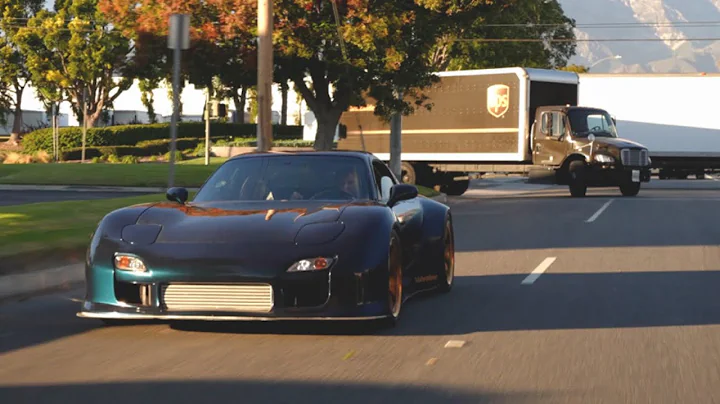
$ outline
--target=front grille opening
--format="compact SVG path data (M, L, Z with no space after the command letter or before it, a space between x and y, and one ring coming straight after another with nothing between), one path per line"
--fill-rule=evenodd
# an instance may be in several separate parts
M623 165L628 167L646 167L650 165L647 150L623 149L620 157Z
M150 285L115 282L115 299L137 306L150 306Z
M317 307L328 299L330 284L327 278L314 280L295 280L283 286L285 307Z
M161 287L160 304L167 311L267 313L273 289L267 284L182 284Z

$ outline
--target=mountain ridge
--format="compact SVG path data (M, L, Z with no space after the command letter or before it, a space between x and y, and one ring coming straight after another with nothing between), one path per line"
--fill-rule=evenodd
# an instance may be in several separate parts
M596 73L720 72L720 0L559 2L578 26L570 63Z

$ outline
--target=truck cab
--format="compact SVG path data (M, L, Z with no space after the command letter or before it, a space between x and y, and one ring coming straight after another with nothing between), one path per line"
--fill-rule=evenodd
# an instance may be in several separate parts
M554 172L574 197L588 187L618 186L635 196L650 181L650 157L639 143L621 139L615 120L598 108L542 106L531 130L533 165Z

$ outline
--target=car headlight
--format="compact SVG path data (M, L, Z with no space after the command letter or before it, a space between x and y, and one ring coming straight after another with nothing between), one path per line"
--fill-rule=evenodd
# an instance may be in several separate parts
M309 258L300 260L290 266L288 268L288 272L307 272L307 271L321 271L323 269L330 268L330 265L332 265L333 261L335 261L333 258Z
M607 154L596 154L595 161L599 163L614 163L615 159L612 156L608 156Z
M129 254L115 255L115 269L130 272L147 272L145 263L140 258Z

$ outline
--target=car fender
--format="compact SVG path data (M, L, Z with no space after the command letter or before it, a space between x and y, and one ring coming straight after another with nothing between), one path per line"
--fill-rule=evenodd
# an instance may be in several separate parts
M390 234L397 224L392 210L382 205L349 207L339 220L345 231L337 240L338 247L357 263L354 267L369 270L387 266Z

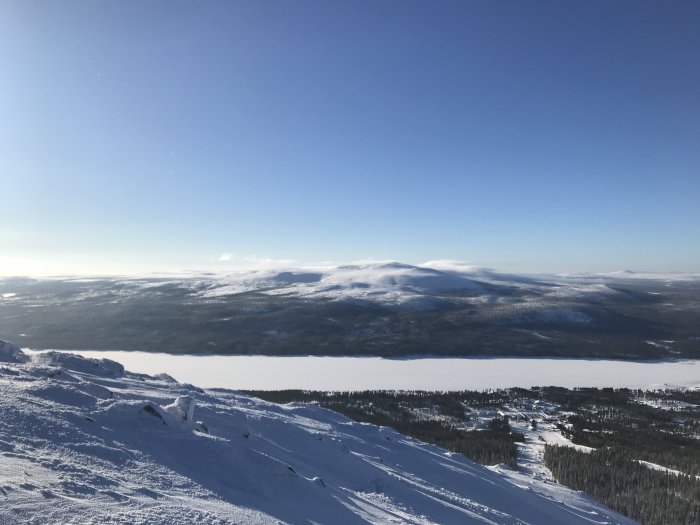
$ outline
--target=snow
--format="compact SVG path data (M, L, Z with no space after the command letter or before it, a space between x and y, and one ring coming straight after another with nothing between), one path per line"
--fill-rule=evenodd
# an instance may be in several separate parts
M108 360L25 356L0 389L0 523L632 523L388 428Z
M182 421L187 425L194 425L194 408L197 402L190 396L178 397L172 404L163 407L163 409L175 417L176 420Z
M320 269L282 269L243 272L202 281L204 297L247 291L318 297L411 303L423 293L479 292L483 286L468 275L397 262L355 264Z
M656 278L657 286L669 286L670 281L683 277L634 275L644 275L647 280ZM683 279L690 277L686 275ZM92 282L91 279L75 277L62 280L73 286ZM242 306L251 308L251 311L260 311L267 308L266 305L286 299L336 301L415 311L463 308L471 304L485 319L515 326L522 323L582 326L604 317L604 310L596 305L631 300L627 292L618 289L629 283L629 279L622 279L617 274L516 275L458 261L428 261L421 265L374 261L340 266L117 276L104 279L101 286L86 286L74 295L53 297L52 304L98 298L118 304L140 294L157 294L162 289L168 293L177 291L195 300L215 302L225 302L230 296L247 293L270 296L267 303L255 297L248 306ZM12 295L16 292L8 288L7 293L12 297L0 298L0 302L19 301L24 304L28 300L26 294L19 292L19 296ZM640 297L648 294L648 298L653 298L652 294L661 292L640 293ZM656 299L664 300L663 294Z
M688 474L685 474L684 472L681 472L680 470L675 470L672 468L664 467L663 465L659 465L658 463L652 463L651 461L643 461L641 459L637 460L637 463L640 463L644 465L645 467L650 468L651 470L658 470L659 472L666 472L668 474L674 474L676 476L684 475L687 476ZM697 479L700 479L700 476L695 476Z
M203 387L241 390L448 391L516 386L646 389L664 388L669 384L676 388L700 386L700 361L191 356L120 351L76 353L113 359L136 372L152 375L165 372L180 381ZM117 368L113 372L118 371Z
M27 360L27 356L18 346L8 343L7 341L0 341L0 362L23 363Z
M624 274L625 276L628 274ZM653 279L653 275L643 275ZM174 278L173 278L174 277ZM689 280L685 276L659 274L661 282ZM503 301L501 314L516 322L586 324L592 318L576 311L581 301L603 301L622 292L617 274L515 275L480 268L459 261L428 261L421 265L395 261L341 266L278 268L231 273L183 274L164 281L131 278L120 281L123 294L139 289L176 285L193 296L221 299L257 292L384 306L431 310L444 305L492 304ZM525 293L525 295L522 295ZM517 299L517 298L520 299Z
M611 288L607 284L571 284L571 283L559 283L554 289L547 291L545 295L548 297L561 297L561 298L595 298L598 296L606 295L619 295L620 292Z

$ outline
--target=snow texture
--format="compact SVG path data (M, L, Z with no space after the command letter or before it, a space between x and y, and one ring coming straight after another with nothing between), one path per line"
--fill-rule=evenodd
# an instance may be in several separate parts
M320 407L0 351L2 524L632 523Z
M0 362L1 363L25 363L29 358L24 355L18 346L0 341Z

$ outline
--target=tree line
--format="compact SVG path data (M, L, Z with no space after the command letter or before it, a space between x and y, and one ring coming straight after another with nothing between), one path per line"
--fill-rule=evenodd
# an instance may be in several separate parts
M544 461L559 483L644 525L700 523L700 480L652 470L633 451L605 447L586 453L546 445Z

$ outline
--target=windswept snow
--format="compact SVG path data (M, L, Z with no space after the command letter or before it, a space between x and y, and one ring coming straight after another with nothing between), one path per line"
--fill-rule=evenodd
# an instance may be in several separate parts
M108 360L10 354L0 367L0 523L632 523L559 485L522 488L319 407Z

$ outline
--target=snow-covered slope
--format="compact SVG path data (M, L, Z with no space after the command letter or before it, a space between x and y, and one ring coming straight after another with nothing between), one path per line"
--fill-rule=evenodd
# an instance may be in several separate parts
M472 272L466 270L443 271L387 262L230 274L203 281L203 290L199 293L205 297L217 297L261 291L276 295L402 304L411 303L424 294L482 292L484 283L473 277Z
M0 343L0 523L631 523L328 410Z
M135 281L124 281L133 285ZM180 283L182 283L181 281ZM506 316L512 311L509 297L534 293L519 304L521 310L542 321L570 322L564 312L551 310L552 301L595 299L616 293L609 286L561 276L527 277L503 274L454 261L430 261L421 266L400 262L352 264L312 269L261 270L232 274L210 274L188 282L192 294L223 298L245 292L302 299L368 301L386 306L433 309L467 302L501 301ZM145 286L152 286L144 282ZM559 308L559 306L556 306ZM542 312L545 310L544 312ZM541 315L540 315L541 314ZM574 323L584 316L575 314ZM578 317L576 317L578 316ZM587 321L583 321L587 322Z

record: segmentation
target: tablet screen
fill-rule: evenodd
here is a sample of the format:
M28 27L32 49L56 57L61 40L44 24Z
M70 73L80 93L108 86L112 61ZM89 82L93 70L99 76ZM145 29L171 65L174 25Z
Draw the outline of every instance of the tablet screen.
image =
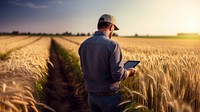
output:
M140 63L140 61L127 61L124 64L124 68L125 69L129 69L129 68L134 68L135 66L137 66Z

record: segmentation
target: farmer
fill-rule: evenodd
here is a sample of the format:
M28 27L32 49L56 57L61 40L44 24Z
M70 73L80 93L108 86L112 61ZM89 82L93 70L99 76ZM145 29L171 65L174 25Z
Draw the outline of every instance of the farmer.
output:
M97 28L79 48L88 105L91 112L120 112L120 82L132 77L136 69L124 69L120 46L111 40L113 31L119 30L115 18L102 15Z

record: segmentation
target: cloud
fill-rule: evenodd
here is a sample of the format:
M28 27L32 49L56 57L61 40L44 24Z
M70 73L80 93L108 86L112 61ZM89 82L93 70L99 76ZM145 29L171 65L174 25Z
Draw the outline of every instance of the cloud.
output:
M36 5L33 2L20 2L21 0L12 0L9 1L10 4L16 5L16 6L23 6L28 8L34 8L34 9L44 9L47 8L47 5Z
M62 0L54 0L54 1L51 1L51 3L63 4L63 1Z

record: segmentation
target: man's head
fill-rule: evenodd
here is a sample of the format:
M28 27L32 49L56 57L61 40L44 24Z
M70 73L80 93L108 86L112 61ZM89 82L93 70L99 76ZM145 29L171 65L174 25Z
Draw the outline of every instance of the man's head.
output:
M119 28L116 26L114 16L109 14L104 14L99 18L97 28L99 31L107 33L109 38L111 38L114 30L119 30Z

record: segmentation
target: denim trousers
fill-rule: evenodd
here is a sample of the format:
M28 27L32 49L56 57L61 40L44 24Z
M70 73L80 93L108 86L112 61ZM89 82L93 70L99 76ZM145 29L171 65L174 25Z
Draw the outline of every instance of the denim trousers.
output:
M90 112L121 112L120 92L109 96L98 96L88 93L88 105Z

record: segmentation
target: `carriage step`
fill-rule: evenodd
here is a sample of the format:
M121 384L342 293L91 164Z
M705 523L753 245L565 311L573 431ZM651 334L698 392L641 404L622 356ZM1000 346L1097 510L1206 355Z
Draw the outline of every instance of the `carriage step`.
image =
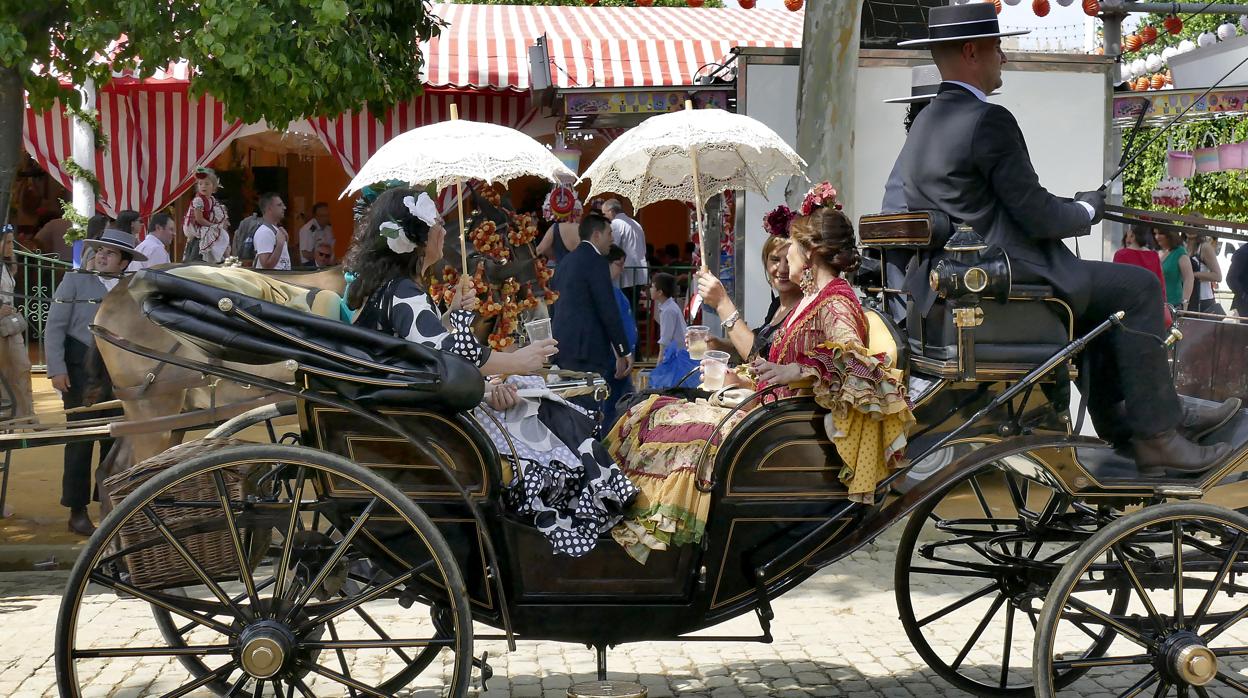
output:
M480 659L472 660L472 665L481 671L481 690L489 690L485 687L485 682L494 678L494 667L490 666L490 653L482 652Z
M632 681L584 681L572 684L568 698L646 698L646 687Z

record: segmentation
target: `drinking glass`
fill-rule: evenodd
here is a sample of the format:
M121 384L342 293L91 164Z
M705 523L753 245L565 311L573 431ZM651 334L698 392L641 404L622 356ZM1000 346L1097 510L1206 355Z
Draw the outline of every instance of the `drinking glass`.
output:
M711 328L706 325L690 325L685 328L685 346L689 349L689 358L697 361L706 354L706 338Z
M724 387L724 376L728 373L728 352L707 351L702 357L702 387L706 390L719 390Z

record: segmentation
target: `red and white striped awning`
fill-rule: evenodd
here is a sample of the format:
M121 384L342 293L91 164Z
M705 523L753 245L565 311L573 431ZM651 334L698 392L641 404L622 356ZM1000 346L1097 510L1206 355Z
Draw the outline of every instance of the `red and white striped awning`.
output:
M529 88L529 47L545 36L558 87L692 85L737 46L802 43L803 13L683 7L435 4L449 26L422 47L431 87Z
M182 90L101 90L100 128L108 147L95 153L99 206L116 217L126 209L144 218L190 187L195 168L207 162L242 125L225 118L212 97L190 99ZM73 178L62 168L73 152L70 117L54 105L26 109L22 138L26 151L66 189Z

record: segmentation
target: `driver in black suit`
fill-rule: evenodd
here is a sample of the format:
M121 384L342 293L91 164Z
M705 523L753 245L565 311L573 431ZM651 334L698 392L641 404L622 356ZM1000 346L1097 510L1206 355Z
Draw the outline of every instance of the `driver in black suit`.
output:
M932 8L929 38L901 44L929 46L942 79L902 150L907 208L943 211L1004 249L1014 280L1053 286L1073 309L1077 332L1126 311L1124 324L1134 332L1111 329L1084 365L1092 371L1088 407L1097 432L1129 445L1141 472L1208 470L1230 447L1194 441L1226 423L1239 400L1185 409L1158 339L1165 328L1157 278L1139 267L1082 260L1062 242L1100 221L1105 196L1083 192L1071 201L1046 191L1013 114L986 101L1001 86L1000 37L1016 33L1026 32L1000 31L992 3L971 3ZM923 262L911 265L906 290L927 312L935 298Z

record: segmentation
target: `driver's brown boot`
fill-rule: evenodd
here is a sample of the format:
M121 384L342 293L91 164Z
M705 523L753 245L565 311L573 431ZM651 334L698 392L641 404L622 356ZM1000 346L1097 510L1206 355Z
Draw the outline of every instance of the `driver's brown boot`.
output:
M1150 439L1134 439L1135 464L1141 475L1165 477L1166 471L1196 475L1221 464L1231 453L1229 444L1201 446L1171 429Z
M1242 405L1242 400L1233 397L1220 405L1184 407L1179 432L1192 441L1200 441L1213 430L1231 421L1231 417L1235 416Z
M69 532L80 536L90 536L95 533L95 524L91 523L91 516L87 514L86 507L74 507L69 510Z

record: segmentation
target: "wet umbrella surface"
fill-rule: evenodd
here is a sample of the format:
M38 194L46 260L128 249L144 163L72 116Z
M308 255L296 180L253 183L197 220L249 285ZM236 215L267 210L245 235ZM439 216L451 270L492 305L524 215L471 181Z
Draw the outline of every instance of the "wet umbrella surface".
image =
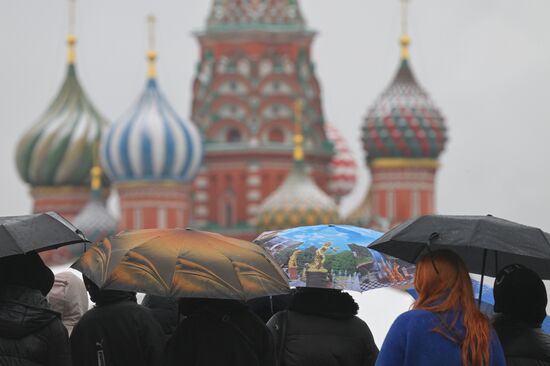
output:
M0 217L0 257L89 243L80 230L55 212Z
M91 246L72 268L103 289L159 296L248 300L290 291L262 248L190 229L121 233Z
M430 250L449 249L481 274L479 302L485 275L519 263L550 279L550 235L541 229L494 216L426 215L388 231L369 245L409 263Z
M550 279L550 235L493 216L422 216L388 231L369 248L409 263L429 249L450 249L472 273L494 277L519 263Z

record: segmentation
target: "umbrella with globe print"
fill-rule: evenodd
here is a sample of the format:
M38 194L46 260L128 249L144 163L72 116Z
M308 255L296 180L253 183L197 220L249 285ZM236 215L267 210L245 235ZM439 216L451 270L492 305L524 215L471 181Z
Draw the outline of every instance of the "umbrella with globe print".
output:
M414 266L367 248L381 232L351 225L268 231L254 240L285 269L290 286L365 291L409 287Z

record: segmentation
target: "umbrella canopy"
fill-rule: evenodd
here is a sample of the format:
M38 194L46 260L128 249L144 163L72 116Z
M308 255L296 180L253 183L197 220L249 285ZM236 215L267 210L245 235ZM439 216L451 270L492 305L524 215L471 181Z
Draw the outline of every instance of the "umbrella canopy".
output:
M290 291L257 245L190 229L128 231L92 245L73 265L101 289L248 300Z
M519 263L550 279L550 235L493 216L422 216L396 226L369 248L409 263L428 250L450 249L469 272L494 277Z
M80 230L55 212L0 217L0 257L89 243Z
M365 291L406 286L414 266L371 251L382 233L350 225L315 225L268 231L254 240L287 271L290 285Z

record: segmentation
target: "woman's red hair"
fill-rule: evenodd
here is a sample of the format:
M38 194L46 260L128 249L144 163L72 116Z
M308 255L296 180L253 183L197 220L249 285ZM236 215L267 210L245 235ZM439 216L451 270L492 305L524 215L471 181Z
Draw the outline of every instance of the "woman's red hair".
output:
M416 264L414 287L418 298L413 309L457 314L450 324L442 323L434 331L459 344L462 365L488 365L491 326L474 300L472 282L462 259L450 250L426 254ZM447 328L454 329L460 315L465 334L457 339Z

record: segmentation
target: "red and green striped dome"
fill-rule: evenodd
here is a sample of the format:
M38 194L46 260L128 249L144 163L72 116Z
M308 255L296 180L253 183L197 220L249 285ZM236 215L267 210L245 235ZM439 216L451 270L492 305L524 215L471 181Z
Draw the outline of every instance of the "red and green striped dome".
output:
M367 160L435 159L445 148L447 128L439 109L418 85L407 59L369 110L363 125Z

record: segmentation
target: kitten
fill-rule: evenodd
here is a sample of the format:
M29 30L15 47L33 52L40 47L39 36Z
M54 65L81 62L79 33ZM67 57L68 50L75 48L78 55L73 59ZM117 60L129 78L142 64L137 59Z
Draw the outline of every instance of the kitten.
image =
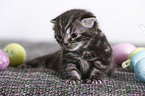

- Task description
Transcribe only these lines, exactly: the first line of the listing, every line after it, and the line with "--target=mountain ridge", where the copy ends. Include no picture.

- Your solution
$ outline
--target=front grille opening
--format="compact SVG path data (M, L, Z with no space after the command letter or before it, a space between x and y, and one ring coming straight after another with nothing between), one path per line"
--fill-rule=evenodd
# an instance may be in several separate parts
M623 165L628 167L646 167L650 165L647 150L623 149L620 157Z
M150 285L115 282L115 299L137 306L150 306Z
M317 307L328 299L330 284L327 278L314 280L295 280L283 286L285 307Z
M161 287L160 304L167 311L267 313L273 289L267 284L182 284Z

$ outline
--target=mountain ridge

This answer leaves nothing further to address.